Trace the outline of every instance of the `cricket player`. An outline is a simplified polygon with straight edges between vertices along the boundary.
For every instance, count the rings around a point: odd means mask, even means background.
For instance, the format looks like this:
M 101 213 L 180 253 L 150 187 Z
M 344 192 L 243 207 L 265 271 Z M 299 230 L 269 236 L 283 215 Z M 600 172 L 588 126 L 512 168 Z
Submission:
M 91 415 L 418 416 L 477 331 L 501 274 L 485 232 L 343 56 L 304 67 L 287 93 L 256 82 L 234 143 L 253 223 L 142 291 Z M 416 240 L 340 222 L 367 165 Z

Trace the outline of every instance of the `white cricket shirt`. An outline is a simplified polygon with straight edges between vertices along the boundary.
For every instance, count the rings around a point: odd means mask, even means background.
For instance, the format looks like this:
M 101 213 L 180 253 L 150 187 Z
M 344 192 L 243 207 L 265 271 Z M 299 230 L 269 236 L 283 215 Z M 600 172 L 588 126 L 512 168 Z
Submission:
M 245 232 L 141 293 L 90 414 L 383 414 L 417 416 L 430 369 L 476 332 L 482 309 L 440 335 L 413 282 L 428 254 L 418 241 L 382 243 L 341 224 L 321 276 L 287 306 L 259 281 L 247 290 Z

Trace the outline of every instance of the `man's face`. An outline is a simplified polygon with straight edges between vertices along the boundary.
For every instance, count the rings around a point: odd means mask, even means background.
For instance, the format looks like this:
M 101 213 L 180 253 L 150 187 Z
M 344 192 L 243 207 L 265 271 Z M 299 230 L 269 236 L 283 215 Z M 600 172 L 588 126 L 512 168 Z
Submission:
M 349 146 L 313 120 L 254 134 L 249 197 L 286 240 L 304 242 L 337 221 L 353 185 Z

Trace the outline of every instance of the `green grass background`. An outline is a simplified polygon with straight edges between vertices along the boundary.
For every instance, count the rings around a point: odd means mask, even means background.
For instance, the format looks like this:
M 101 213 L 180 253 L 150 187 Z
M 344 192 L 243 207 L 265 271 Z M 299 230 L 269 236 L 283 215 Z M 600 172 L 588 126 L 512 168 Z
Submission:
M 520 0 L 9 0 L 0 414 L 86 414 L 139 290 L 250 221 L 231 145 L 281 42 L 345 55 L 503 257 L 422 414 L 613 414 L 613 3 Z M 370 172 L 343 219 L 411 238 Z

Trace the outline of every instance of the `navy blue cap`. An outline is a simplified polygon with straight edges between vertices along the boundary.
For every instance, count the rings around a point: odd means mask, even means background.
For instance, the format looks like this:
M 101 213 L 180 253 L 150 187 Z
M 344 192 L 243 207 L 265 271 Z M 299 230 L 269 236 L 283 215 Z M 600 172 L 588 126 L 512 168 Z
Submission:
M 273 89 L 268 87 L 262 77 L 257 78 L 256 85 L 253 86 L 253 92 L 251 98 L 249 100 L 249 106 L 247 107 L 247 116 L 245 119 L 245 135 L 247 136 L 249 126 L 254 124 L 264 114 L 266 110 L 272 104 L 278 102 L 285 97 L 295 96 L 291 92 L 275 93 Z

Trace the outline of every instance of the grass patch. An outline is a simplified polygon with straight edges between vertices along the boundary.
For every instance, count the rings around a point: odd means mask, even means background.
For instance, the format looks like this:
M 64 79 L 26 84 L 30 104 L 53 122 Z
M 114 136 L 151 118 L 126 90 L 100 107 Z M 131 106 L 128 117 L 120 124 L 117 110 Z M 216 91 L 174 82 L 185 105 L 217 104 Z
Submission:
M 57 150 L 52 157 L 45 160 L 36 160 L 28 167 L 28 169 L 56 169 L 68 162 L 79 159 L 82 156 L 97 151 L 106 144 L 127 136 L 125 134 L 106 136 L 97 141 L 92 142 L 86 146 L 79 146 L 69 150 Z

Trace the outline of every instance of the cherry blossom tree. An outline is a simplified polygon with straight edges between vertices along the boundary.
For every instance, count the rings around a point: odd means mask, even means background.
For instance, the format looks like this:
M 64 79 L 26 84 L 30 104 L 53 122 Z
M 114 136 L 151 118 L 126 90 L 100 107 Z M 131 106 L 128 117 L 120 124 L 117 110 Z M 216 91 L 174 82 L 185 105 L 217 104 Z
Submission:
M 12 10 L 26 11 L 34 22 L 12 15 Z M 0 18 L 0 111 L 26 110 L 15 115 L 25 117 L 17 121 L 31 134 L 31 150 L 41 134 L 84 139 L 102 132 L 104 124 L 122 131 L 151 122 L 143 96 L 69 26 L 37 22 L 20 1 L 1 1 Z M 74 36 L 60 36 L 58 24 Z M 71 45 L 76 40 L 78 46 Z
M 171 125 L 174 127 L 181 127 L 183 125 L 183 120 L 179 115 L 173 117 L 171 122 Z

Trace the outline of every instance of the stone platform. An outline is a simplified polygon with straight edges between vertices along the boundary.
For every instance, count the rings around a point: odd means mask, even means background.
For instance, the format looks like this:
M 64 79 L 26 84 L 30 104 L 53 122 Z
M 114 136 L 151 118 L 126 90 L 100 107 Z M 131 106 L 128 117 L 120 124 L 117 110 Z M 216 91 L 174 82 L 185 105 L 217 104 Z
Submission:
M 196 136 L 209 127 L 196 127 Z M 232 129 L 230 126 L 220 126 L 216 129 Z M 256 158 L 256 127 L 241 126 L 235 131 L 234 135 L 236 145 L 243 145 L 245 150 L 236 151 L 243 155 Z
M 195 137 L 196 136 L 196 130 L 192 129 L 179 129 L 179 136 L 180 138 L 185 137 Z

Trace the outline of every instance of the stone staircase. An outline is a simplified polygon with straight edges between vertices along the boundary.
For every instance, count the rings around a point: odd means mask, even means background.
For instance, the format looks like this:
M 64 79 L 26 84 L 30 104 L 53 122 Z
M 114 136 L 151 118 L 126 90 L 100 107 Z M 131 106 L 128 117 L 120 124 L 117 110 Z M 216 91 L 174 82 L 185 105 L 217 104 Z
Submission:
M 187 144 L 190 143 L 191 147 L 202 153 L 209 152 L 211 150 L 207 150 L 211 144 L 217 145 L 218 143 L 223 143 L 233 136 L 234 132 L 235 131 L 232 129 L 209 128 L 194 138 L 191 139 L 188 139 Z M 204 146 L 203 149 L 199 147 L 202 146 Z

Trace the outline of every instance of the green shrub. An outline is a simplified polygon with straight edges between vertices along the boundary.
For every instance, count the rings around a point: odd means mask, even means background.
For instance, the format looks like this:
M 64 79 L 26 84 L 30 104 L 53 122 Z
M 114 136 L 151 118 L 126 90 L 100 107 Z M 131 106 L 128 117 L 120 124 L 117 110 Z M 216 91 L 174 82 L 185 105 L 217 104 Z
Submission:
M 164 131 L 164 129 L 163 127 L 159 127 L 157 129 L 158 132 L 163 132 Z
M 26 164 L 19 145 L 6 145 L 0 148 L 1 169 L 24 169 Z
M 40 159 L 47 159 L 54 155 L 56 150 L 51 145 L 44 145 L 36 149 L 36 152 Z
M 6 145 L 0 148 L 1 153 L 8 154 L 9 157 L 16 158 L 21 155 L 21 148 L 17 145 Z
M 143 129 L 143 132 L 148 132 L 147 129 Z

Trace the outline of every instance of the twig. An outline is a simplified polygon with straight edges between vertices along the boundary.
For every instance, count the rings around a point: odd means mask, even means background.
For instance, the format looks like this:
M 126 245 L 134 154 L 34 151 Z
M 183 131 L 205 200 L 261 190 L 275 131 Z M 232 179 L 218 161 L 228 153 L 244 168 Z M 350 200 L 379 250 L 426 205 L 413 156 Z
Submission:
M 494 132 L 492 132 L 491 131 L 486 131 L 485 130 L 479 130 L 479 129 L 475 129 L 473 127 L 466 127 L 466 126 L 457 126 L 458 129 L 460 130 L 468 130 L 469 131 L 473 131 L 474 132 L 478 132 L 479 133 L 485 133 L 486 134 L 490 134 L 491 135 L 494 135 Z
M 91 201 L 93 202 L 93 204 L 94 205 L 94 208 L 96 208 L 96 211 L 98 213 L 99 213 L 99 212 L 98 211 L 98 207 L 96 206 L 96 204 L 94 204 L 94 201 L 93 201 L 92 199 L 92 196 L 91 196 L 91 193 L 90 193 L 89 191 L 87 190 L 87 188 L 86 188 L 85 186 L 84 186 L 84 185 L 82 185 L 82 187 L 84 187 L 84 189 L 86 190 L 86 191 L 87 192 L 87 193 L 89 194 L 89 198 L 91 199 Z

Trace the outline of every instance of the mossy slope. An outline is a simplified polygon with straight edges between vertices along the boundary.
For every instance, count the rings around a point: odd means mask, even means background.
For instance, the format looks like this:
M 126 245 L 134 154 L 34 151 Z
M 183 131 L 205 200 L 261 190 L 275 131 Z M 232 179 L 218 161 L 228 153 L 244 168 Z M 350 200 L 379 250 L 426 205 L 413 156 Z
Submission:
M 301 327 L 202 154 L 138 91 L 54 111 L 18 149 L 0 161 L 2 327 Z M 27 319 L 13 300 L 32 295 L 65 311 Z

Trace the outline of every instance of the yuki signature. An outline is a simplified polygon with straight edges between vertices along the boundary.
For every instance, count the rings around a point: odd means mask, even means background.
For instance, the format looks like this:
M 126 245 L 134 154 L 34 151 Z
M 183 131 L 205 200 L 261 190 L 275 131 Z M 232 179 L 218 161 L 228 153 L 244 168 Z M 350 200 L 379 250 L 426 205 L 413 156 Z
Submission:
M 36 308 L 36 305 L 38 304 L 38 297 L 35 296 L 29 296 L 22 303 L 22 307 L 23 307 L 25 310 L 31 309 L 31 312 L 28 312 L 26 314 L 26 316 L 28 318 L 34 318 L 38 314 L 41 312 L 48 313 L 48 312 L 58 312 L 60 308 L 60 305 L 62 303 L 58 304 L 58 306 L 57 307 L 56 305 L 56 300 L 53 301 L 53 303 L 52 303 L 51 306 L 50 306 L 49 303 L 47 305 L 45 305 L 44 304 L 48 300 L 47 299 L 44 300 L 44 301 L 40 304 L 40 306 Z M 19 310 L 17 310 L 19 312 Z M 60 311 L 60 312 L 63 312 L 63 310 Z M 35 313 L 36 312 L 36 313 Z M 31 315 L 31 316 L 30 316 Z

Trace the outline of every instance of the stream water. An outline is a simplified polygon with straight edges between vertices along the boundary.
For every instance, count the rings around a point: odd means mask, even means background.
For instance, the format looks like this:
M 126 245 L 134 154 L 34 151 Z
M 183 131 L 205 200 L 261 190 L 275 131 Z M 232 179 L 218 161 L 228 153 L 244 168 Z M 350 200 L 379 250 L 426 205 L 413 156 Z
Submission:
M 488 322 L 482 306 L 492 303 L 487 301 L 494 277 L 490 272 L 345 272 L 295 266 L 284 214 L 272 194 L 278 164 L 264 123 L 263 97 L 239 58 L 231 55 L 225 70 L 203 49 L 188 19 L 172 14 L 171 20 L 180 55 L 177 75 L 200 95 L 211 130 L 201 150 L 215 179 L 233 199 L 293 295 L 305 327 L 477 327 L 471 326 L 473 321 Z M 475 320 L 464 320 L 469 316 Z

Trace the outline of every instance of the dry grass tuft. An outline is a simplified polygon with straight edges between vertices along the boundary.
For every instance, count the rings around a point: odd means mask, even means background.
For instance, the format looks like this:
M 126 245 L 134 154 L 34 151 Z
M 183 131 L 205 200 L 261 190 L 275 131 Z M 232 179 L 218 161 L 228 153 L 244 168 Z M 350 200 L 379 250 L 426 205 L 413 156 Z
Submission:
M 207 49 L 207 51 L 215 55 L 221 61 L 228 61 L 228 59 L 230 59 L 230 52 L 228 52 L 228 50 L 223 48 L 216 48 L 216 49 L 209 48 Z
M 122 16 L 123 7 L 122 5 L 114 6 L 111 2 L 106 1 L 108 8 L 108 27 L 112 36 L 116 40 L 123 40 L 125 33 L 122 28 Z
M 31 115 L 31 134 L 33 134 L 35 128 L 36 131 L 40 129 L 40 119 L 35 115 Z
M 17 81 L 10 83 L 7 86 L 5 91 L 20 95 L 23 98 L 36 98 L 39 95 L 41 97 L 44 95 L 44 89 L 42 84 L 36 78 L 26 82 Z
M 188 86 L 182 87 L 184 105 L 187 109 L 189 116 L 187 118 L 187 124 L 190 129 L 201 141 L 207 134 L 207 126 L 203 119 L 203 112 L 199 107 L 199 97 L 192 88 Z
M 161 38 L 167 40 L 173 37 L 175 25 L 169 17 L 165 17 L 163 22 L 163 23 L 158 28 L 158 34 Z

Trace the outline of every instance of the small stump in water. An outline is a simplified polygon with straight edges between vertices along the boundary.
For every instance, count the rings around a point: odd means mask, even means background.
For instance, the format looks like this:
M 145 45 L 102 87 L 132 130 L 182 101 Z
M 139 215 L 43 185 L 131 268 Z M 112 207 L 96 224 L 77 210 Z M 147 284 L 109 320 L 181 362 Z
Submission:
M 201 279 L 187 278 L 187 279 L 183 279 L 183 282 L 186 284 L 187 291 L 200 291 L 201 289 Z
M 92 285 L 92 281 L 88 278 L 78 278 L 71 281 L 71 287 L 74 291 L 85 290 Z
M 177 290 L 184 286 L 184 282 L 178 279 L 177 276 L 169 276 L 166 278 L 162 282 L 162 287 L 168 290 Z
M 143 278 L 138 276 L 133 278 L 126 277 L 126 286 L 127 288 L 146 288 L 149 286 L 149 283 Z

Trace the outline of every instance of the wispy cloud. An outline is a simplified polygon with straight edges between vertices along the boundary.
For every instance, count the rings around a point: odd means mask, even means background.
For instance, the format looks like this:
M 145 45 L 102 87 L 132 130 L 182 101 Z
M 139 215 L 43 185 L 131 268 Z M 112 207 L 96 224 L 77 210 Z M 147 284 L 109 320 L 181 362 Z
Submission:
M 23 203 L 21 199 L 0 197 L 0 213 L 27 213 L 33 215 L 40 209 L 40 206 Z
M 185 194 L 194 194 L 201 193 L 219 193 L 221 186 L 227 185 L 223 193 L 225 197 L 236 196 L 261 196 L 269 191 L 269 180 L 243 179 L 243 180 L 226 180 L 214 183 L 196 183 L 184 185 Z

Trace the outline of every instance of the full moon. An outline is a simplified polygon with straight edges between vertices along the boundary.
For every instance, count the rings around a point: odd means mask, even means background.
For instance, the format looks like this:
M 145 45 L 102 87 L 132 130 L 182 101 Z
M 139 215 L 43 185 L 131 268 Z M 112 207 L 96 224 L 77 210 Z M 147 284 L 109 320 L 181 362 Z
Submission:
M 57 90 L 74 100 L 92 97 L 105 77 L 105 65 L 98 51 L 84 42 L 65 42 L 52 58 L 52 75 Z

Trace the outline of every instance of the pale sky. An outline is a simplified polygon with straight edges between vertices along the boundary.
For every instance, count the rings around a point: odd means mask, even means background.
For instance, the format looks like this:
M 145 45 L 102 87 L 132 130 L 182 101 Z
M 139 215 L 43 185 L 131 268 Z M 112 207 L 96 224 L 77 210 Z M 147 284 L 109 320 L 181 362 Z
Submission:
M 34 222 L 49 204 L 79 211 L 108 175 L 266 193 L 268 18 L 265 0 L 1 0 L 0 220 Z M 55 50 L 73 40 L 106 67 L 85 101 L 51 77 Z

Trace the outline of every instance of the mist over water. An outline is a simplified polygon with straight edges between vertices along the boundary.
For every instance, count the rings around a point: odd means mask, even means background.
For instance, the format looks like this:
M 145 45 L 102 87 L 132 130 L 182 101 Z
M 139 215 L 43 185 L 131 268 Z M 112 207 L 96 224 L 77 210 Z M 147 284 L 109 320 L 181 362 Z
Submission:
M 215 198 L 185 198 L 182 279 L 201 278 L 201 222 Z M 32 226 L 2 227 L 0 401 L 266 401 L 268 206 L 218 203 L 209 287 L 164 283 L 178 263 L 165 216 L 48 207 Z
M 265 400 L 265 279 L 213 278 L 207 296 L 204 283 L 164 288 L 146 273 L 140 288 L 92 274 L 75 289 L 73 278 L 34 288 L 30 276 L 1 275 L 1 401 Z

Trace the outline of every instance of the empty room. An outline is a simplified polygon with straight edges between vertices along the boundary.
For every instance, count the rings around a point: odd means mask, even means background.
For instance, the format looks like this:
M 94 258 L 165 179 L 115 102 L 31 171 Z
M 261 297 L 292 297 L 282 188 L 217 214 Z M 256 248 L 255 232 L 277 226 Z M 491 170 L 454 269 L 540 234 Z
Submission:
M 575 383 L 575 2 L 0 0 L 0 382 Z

#####

### [TASK PROMPT]
Please collect every line in the rows above that contains the word "grass", and copy each of those lines in full.

### [RESULT OF THE TASK]
Trace the outline of every instance of the `green grass background`. An outline is a simplified polygon with straight edges between vertices along the boundary.
Trace the outline of every instance of the grass patch. An outline is a simplified polygon with straight edges between vertices along the boundary.
Trace the outline of every instance of the dry grass tuft. An outline is a simplified polygon with straight edges between vertices along the boundary.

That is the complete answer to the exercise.